Requirement >> Arrange every line of the records below as a JSON list of strings, with one string per line and blank lines omitted.

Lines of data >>
──────
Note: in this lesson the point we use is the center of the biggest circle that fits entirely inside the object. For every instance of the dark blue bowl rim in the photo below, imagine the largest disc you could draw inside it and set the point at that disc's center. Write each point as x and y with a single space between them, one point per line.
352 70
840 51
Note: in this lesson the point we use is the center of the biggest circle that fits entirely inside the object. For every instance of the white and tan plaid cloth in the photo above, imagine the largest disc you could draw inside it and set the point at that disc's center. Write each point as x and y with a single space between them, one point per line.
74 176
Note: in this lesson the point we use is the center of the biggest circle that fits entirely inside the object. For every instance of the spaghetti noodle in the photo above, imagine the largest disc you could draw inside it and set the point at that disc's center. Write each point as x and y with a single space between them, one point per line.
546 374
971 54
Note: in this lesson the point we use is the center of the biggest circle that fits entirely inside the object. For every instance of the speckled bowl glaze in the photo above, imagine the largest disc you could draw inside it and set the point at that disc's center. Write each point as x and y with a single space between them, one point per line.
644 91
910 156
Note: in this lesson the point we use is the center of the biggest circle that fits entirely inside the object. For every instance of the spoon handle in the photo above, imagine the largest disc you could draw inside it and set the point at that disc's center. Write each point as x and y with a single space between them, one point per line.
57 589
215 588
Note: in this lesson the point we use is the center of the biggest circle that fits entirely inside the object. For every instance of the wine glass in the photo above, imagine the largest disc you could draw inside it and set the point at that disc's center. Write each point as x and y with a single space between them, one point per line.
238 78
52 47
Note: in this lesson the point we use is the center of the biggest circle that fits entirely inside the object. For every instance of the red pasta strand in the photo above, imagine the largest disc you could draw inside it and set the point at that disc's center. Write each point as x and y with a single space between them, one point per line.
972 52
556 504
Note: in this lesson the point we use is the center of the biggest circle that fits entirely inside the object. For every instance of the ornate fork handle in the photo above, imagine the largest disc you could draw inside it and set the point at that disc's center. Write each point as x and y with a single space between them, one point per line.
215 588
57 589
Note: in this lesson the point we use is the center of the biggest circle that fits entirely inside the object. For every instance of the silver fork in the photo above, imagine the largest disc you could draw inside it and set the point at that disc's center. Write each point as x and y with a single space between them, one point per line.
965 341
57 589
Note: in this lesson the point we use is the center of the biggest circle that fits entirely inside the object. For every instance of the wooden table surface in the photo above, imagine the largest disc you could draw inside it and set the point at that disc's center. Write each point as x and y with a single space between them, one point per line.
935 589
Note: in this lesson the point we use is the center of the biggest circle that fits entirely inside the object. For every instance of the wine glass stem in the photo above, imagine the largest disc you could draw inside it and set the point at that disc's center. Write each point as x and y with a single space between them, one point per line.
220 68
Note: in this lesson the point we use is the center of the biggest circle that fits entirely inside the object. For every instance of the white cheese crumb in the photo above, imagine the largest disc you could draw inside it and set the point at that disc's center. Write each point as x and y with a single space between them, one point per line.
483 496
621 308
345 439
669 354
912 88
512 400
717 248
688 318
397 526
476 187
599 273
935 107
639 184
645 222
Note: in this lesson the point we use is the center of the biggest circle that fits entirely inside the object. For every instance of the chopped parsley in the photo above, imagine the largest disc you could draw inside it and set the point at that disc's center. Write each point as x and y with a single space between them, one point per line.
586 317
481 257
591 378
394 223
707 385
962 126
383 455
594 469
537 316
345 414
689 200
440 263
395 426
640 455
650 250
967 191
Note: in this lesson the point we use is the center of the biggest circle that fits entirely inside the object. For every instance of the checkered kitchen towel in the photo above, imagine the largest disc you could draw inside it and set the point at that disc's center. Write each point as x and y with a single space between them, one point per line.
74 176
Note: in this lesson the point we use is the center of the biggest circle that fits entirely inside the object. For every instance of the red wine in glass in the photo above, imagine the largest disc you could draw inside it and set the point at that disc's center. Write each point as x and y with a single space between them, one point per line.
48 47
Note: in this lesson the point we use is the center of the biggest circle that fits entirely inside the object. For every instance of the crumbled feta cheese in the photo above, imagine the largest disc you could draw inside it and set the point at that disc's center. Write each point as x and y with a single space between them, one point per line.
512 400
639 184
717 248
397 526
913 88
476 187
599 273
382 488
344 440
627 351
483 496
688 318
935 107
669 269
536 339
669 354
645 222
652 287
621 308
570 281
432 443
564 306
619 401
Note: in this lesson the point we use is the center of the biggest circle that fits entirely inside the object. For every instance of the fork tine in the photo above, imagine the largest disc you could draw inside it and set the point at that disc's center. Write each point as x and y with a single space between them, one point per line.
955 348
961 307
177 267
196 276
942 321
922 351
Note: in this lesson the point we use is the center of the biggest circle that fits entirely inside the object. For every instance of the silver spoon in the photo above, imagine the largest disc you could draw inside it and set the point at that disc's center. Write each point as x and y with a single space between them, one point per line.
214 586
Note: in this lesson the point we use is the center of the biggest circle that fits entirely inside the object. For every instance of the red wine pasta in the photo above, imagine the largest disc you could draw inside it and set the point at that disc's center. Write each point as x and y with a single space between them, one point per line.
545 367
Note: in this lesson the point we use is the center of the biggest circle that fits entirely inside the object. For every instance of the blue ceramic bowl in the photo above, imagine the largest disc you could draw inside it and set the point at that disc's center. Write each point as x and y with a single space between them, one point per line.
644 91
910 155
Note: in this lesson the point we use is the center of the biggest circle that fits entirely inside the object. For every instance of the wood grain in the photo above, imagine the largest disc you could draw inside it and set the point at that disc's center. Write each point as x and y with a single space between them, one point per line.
──────
Result >>
[
  "Note: in this lesson the point we use is the center of the biggest circle that fits entirely inside the object. For every instance of the dark blue bowl rim in the photo below, imagine the largest disc you could draw inside it and set the point at that disc's center. Write each point as x and y with a single space between them, one point per line.",
  "352 70",
  "840 51",
  "Note: in this lesson the point we use is the center of the biggest circle that fits entirely inside the object. For every instance of the white and tan plaid cloth in the photo above, imagine the largest disc you could draw inside it and set the point at that disc's center. Write each point as x and y with a single space between them, one point per line.",
  "74 176",
  "Note: in this lesson the point we use is the center of the biggest circle that fits entirely inside the object. For every instance of the spaghetti noodle in the photo above, imagine the largest disc you could draw inside it and set the point at that disc's center. Write each point as x and y with a single space between them, one point per line.",
  "546 374",
  "971 54",
  "Note: in this lesson the point we use is the center of the biggest circle that fits entirely inside the object. For every instance of the speckled bowl glaze in the photo above, imagine the largest disc you could draw inside it and set the point at that disc's center. Write each point as x and y with a single space between them, one point per line.",
  "644 91",
  "910 156",
  "Note: in this lesson the point we use is the center of the biggest circle that fits entirely inside the object. For every instance of the spoon handle in the photo above, imagine the largest disc you could draw inside it and set the point at that disc's center. Write each point as x and y with a single space between them, one point per line.",
  "57 589",
  "215 588",
  "Note: in this lesson the point we use is the center of the biggest circle that fits entirely inside the object. For every instance of the wine glass in the photo above, imagine the largest disc you could draw inside it and set the point at that disc's center. Write each point as x and y with a single space between them, one point per line.",
  "238 78",
  "52 47",
  "Note: in this lesson the point we use is the center of the biggest circle that fits entirely inside the object. For every instance of the red pasta strand in the photo above, imagine the largest disc you could draw inside it and set the point at that disc's center. Write each point as x and y with a single space between them, one point per line.",
  "972 52",
  "556 504",
  "Note: in this lesson the point we use is the center of the biggest circle that fits entirely inside the object. For every instance of the ornate fork handle in the photo above, imagine the largest disc you could draw inside it and set the point at that disc's center. Write each point as x and y with a single space between them, one point per line.",
  "215 588",
  "57 589",
  "Note: in this lesson the point we use is the center of the biggest circle that fits entirely inside the object. For every instance of the silver fork in the photo above, imagine the largest disc you could draw inside it and set the point at that disc's center. Write each point as x and y with a single space between them, one point per line.",
  "965 341",
  "57 589",
  "Note: in this lesson the point we use is the center of the biggest circle that fits entirely inside the object. For every instance of the wooden table surface in the photo above, imagine the largest disc you could draw inside it and set the point at that disc's center. Write each point as x and y with a single space between them, one point per line.",
  "935 589",
  "Note: in this lesson the point we use is the center of the biggest circle that fits entirely inside the object. For every instance of the wine glass stem in the photo above, imagine the largest disc you could draw inside it and set the point at that disc's center. Write each point as x and y with a single space between them, one point per line.",
  "220 68",
  "Note: in this lesson the point we use is the center of the biggest circle that fits entirely inside the object. For every instance of the white cheese crumb in the photo above, imagine the largest disc you could draw inside it and set the point at that disc's center. Write each point as x and y with a single space between them, one point per line.",
  "483 496",
  "621 308",
  "345 439",
  "669 354",
  "912 88",
  "512 400",
  "717 248",
  "688 318",
  "397 526",
  "476 187",
  "599 273",
  "935 107",
  "639 184",
  "645 222",
  "Note: in this lesson the point we use is the center of the biggest circle that fits entirely inside the object. For every instance of the chopped parsley in the photo above, imagine the largest disc you could draw inside it and set the point at that disc's center. Write each point as x and y with a single space between them, one point per line.",
  "586 317",
  "481 257",
  "591 378",
  "394 223",
  "707 385",
  "962 126",
  "383 455",
  "594 469",
  "537 316",
  "345 414",
  "689 200",
  "440 263",
  "395 426",
  "640 455",
  "650 250",
  "967 191",
  "Note: in this lesson the point we use is the center of the biggest circle that fits entirely inside the object. For every instance of the checkered kitchen towel in the photo above, imagine the largest disc you could draw inside it and set the point at that disc's center. Write each point as x and y with a single space between them, one point per line.",
  "74 176",
  "Note: in this lesson the point we use is the center of the biggest circle that fits entirely inside the object. For every instance of the red wine in glass in the photo above, imagine the largest disc you could draw inside it and set the point at that disc's center. Write each point as x and y with a single space between them, one point per line.",
  "48 47",
  "Note: in this lesson the point we use is the center of the biggest circle that fits entirely inside the object. For every instance of the crumbled feta cheese in the photo above, imagine the largest disc you could draw inside it and set the point at that disc's center. Write each point as x and y with a single space between them, one point per line.",
  "512 400",
  "639 184",
  "717 248",
  "397 526",
  "913 88",
  "476 187",
  "599 273",
  "382 488",
  "344 440",
  "627 351",
  "483 496",
  "688 318",
  "935 107",
  "669 269",
  "536 339",
  "669 354",
  "645 222",
  "652 287",
  "621 308",
  "570 281",
  "432 443",
  "564 306",
  "619 401",
  "Note: in this lesson the point we use is the center of the biggest circle that fits entirely inside the object. For every instance of the fork tine in the photo above, imagine the largest disc you could draw inside it and set the point at that disc's center. Write each point as x and y with a single space between them, one point per line.",
  "955 348",
  "961 307",
  "177 267",
  "196 276",
  "942 321",
  "922 351",
  "Note: in this lesson the point we use is the center of the biggest circle that fits entirely inside the object. For every instance of the silver spoon in the photo above, imagine the largest disc you could draw inside it and set the point at that disc's center. Write each point as x and y with a single space between them, one point per line.",
  "214 586",
  "Note: in this lesson the point we use is the center of the biggest circle that fits entirely inside the object. For every instance of the red wine pasta in the photo above, imagine the largest disc you could draw inside it and set the point at that disc's center. Write each point as x and y with a single space between them, one point per line.",
  "545 367",
  "Note: in this lesson the point we use is the center of the biggest circle that fits entirely inside the object. For every instance of the blue ceramic bowl in the photo above, imagine the largest disc you could draw inside it and set the point at that disc's center. Write each point as x and y with a single space between them, one point per line.",
  "644 91",
  "910 155",
  "Note: in this lesson the point we use is the center of the biggest circle that fits entirely inside the object. For every instance of the wood grain in the photo above, imagine the largest disc you could draw inside it and set the point at that disc's center. Write each point as x and y with a single space between them, one point per line."
]